ENTRIES SHOWN:
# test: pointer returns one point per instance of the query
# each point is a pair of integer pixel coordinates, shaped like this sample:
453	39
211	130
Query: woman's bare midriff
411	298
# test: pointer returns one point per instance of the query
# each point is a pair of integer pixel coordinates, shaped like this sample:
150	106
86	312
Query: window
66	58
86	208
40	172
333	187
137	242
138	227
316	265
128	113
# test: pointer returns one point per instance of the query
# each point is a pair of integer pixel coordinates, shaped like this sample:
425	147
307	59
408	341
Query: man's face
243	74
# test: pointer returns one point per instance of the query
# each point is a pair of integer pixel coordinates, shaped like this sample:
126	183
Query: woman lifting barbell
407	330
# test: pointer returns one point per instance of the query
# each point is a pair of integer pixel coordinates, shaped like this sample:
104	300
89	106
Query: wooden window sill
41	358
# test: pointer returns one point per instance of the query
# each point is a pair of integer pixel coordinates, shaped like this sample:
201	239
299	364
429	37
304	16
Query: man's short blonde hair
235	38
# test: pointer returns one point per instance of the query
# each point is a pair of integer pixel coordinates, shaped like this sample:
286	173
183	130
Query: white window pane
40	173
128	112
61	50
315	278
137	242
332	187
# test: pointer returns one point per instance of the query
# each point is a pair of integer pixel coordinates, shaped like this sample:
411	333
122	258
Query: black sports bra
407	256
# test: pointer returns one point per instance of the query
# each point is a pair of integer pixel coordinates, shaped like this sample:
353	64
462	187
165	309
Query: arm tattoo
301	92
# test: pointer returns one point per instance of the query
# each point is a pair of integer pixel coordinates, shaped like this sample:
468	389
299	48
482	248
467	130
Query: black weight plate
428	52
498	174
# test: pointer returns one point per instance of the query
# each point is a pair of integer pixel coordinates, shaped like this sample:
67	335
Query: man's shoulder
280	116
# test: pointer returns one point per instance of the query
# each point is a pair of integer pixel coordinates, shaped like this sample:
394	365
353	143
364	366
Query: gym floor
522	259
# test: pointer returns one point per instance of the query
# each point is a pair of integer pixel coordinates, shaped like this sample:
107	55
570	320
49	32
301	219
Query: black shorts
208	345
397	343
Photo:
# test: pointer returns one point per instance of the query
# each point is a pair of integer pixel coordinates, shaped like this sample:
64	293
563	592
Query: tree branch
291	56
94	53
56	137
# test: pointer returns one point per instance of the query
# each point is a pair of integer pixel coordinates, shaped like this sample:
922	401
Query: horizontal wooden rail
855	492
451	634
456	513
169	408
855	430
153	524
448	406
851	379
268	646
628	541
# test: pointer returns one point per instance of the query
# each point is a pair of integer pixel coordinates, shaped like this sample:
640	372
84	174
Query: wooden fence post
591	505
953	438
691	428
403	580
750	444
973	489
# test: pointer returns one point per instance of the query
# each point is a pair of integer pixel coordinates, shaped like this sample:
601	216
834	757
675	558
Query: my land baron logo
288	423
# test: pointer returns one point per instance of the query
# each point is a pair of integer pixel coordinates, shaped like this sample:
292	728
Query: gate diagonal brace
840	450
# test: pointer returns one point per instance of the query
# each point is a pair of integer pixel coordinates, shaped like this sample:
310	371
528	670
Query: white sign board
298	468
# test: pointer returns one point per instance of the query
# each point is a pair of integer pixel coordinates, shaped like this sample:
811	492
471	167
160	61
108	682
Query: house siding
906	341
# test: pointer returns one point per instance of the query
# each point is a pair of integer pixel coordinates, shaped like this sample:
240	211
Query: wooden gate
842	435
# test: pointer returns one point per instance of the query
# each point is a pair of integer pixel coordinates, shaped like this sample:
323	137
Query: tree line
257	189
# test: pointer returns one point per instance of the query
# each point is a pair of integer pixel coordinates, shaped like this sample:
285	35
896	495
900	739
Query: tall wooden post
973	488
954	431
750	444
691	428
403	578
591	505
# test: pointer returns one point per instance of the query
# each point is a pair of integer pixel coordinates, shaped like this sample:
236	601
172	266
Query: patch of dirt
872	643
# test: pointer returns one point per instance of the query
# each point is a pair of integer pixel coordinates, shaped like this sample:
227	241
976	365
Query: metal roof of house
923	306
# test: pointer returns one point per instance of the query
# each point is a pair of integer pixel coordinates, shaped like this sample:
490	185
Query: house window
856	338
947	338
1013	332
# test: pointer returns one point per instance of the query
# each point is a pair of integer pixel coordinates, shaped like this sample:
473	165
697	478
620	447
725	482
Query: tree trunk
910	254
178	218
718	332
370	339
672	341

OBJECTIVE:
Please report each line in the listing above that contains the word "house". Case counts.

RESULT:
Query: house siding
Query: metal roof of house
Query: house window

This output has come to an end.